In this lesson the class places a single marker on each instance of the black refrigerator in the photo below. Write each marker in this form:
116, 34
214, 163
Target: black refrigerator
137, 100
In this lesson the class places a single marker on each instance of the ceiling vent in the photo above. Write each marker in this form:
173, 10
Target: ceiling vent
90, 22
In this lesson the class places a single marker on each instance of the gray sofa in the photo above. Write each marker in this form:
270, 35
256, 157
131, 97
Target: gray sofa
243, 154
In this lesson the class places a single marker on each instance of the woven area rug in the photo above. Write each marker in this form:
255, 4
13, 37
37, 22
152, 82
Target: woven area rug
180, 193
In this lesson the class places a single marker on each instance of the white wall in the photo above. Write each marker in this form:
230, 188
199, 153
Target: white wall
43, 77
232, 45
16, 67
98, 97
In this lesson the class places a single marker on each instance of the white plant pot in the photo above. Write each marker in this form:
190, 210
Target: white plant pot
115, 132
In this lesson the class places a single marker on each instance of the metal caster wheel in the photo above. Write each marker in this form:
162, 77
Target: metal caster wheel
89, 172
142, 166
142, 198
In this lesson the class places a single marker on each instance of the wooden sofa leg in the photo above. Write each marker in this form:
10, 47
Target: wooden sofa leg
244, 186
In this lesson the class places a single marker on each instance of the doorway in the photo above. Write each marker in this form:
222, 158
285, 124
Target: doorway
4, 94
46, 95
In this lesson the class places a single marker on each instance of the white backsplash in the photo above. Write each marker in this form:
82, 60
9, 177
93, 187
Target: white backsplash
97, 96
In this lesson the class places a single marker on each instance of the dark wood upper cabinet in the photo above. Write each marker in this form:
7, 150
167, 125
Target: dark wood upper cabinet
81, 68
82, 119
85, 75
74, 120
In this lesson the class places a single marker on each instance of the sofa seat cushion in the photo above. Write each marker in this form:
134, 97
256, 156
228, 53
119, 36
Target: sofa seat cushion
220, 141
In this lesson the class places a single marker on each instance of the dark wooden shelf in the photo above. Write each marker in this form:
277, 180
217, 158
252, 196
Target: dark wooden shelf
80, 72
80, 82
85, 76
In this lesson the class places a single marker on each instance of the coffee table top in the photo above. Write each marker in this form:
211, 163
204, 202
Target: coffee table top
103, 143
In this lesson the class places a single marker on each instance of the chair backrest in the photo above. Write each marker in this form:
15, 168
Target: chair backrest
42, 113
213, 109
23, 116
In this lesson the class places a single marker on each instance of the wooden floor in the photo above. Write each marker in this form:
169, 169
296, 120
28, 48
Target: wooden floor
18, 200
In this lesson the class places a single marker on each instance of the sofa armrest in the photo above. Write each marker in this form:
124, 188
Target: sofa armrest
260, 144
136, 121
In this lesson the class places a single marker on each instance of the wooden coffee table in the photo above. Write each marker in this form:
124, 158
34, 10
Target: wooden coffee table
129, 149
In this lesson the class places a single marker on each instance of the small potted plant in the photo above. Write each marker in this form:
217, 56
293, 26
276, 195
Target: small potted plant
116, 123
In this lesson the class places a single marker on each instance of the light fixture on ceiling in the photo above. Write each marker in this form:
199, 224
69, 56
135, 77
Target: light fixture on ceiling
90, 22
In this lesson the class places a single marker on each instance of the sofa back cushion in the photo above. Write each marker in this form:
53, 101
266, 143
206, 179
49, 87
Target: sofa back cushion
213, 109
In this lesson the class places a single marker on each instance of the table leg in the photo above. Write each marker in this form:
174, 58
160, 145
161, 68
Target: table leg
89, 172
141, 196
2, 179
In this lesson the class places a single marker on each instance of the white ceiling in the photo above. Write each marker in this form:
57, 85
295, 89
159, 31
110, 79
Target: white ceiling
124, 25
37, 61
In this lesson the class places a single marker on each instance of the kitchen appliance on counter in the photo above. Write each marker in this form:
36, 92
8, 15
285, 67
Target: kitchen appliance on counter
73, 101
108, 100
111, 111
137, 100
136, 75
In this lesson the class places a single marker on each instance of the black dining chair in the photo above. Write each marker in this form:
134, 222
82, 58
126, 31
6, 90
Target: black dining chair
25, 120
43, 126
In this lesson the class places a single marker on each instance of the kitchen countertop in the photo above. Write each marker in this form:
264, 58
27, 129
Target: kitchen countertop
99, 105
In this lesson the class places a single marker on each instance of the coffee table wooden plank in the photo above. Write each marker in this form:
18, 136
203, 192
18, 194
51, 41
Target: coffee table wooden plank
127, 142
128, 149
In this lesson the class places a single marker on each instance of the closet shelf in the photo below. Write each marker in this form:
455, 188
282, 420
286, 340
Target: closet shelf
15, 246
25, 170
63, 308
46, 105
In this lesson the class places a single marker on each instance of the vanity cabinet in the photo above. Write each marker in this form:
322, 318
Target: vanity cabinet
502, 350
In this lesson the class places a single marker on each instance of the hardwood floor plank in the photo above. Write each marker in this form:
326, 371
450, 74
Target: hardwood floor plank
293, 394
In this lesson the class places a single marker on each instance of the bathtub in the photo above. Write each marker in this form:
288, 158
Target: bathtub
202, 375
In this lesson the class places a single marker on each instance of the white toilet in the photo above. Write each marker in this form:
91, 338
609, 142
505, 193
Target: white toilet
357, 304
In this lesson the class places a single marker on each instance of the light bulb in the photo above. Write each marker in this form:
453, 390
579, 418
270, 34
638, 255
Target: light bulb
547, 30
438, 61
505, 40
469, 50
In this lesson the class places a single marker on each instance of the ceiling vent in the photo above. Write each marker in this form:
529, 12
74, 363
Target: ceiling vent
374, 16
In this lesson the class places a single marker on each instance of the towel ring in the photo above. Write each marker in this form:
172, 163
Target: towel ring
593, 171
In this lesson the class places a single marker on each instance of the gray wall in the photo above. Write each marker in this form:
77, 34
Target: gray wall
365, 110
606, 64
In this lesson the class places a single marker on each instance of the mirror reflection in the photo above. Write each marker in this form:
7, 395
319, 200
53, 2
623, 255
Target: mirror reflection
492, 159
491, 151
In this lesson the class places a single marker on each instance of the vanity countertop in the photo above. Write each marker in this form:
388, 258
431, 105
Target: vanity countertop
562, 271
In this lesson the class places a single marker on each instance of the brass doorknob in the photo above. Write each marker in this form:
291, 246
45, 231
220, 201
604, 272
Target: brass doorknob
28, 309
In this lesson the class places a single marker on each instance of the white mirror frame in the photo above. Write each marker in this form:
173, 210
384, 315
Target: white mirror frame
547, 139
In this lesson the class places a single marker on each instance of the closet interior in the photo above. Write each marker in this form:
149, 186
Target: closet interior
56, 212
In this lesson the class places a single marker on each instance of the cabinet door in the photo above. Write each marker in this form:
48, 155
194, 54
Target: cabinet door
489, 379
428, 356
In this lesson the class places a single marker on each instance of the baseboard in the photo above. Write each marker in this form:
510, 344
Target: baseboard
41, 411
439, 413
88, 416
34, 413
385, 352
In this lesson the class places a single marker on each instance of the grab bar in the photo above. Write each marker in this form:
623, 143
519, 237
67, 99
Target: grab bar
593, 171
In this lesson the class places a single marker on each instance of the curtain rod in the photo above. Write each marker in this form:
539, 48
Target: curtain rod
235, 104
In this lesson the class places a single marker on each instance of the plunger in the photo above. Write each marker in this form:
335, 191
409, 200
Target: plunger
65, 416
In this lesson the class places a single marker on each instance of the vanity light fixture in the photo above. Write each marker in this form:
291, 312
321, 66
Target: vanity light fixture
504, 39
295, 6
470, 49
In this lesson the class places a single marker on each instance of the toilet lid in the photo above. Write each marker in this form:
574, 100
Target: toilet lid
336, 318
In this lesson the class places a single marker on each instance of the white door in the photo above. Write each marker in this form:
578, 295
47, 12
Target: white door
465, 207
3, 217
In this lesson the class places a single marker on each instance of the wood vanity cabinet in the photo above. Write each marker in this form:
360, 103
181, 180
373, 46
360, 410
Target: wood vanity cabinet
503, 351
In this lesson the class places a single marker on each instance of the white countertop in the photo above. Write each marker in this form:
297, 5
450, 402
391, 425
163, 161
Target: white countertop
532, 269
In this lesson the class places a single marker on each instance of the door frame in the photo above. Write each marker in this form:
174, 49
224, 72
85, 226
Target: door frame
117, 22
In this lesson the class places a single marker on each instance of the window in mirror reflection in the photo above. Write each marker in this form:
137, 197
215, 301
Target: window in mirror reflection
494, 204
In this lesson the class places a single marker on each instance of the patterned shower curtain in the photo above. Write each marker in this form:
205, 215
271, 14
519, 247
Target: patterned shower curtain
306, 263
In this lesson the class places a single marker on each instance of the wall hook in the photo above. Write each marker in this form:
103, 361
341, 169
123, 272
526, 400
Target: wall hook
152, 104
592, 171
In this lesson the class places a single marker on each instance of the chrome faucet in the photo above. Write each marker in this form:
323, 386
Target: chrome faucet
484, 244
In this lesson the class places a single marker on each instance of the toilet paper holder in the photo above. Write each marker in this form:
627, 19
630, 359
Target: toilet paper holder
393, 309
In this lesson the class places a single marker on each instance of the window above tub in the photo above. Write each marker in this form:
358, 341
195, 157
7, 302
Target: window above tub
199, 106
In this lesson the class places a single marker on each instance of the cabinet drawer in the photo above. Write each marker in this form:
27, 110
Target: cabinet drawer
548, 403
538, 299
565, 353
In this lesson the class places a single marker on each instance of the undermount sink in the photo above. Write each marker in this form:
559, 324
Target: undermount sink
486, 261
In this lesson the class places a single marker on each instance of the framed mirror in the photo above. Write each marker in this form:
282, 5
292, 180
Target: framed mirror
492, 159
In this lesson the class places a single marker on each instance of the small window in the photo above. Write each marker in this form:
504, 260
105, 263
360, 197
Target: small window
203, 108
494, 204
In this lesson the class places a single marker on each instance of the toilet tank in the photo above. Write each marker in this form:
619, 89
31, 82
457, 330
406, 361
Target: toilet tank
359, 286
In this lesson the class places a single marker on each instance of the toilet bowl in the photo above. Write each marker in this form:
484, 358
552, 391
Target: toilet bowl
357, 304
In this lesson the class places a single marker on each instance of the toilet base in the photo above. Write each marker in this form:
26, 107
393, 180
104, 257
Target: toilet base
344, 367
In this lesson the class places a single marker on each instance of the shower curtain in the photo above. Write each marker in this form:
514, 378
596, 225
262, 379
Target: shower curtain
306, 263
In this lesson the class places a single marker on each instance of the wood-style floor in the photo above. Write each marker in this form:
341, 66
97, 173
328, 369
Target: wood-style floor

::::

- What to do -
Count every line in the listing above that holds "below", then report only the count.

- Final answer -
2